Location identification entries

————

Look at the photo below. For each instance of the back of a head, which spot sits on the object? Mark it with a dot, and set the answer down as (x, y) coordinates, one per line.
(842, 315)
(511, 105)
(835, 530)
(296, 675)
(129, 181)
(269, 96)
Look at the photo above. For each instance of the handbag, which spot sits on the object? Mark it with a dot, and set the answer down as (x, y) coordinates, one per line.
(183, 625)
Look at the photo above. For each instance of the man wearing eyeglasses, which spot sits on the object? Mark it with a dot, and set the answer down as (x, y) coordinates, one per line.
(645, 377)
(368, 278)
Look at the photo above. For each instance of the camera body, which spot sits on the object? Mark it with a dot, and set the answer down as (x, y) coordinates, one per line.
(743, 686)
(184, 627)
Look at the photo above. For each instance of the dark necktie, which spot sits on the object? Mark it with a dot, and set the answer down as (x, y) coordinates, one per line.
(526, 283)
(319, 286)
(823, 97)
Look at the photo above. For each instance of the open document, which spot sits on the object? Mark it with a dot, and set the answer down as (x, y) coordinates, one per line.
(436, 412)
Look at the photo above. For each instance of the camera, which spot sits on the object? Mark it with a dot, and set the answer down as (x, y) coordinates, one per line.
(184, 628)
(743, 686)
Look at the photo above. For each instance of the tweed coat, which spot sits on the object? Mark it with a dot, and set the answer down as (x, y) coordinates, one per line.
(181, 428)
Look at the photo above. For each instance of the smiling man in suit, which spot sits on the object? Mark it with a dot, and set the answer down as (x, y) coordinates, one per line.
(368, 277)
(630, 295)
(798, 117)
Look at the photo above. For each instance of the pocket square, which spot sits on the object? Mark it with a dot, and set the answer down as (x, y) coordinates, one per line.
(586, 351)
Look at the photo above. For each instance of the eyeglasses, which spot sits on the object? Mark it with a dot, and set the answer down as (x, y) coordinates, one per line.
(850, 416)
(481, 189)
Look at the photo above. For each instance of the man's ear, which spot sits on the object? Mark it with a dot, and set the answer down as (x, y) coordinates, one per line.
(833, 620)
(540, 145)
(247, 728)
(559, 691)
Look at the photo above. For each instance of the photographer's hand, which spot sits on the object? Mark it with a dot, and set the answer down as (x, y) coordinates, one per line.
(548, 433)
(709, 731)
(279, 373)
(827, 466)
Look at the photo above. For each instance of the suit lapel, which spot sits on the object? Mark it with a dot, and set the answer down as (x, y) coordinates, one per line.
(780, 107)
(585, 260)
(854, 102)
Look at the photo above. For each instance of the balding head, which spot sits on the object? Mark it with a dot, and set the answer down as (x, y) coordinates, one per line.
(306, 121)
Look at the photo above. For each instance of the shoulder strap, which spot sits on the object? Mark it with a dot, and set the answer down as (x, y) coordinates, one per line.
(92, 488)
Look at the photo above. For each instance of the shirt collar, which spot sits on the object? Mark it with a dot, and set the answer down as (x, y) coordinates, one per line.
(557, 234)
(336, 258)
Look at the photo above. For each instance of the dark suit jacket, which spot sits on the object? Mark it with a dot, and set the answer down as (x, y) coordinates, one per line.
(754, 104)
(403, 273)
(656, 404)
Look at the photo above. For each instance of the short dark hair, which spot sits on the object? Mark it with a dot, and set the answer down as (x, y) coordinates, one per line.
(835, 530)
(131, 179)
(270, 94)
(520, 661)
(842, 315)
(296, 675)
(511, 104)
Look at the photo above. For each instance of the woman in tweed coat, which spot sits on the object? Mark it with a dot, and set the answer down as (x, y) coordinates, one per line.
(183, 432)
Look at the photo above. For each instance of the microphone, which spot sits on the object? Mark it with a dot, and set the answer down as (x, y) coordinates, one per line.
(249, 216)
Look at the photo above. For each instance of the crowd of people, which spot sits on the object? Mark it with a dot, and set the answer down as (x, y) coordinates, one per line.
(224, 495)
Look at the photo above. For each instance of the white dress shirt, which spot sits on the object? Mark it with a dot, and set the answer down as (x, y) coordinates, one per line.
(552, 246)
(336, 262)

————

Exercise brief: Copy the material verbatim, starting at the line containing "Look at the photo above. For each instance of the shoulder" and continuing through the end of the material.

Solution below:
Look at the photo above. For each instance of the shoulder strap, which spot sits on the object? Mark it with a dot, and set the answer down as (x, y) coordinates, one per line.
(92, 488)
Look at the photo above. For each instance of the shirt collar, which spot sits on the object? Mark it with a dot, and set the answer down as (x, y) coordinates, one per line.
(557, 234)
(336, 258)
Look at the photo above. For each instance of the dark suit jacket, which spot sits on the object? Mark it with a dot, and set the answer down as (x, y) coordinates, one per line.
(754, 104)
(403, 273)
(656, 404)
Look at the photo above. For each instance of the short dark hair, which spot sits on the object? Mark it with a dot, and set the answer down as (x, y) coordinates, one per line.
(835, 530)
(131, 179)
(270, 94)
(520, 661)
(842, 315)
(296, 675)
(511, 104)
Look at the photo above. For each instance of the woman in tweed coat, which spot sits on the object? Mark it with a dot, and set the answer down as (x, y) coordinates, one per line.
(183, 432)
Look at the photo above. For each instance of the microphone, which spot sits on the object? Mark it with a dot, and set the answer down as (x, y) coordinates, one per line.
(249, 216)
Look at the photo above. For each instance of the crowd of people, which spot sits on the object? Mark it with a dot, and set the answer down as (x, y) coordinates, one per line.
(224, 495)
Look at the photo above. For each instance of the white dress shirt, which spot sits on the object? Mark it with a dot, and set the answer down as (x, y) coordinates, one per line.
(552, 246)
(336, 262)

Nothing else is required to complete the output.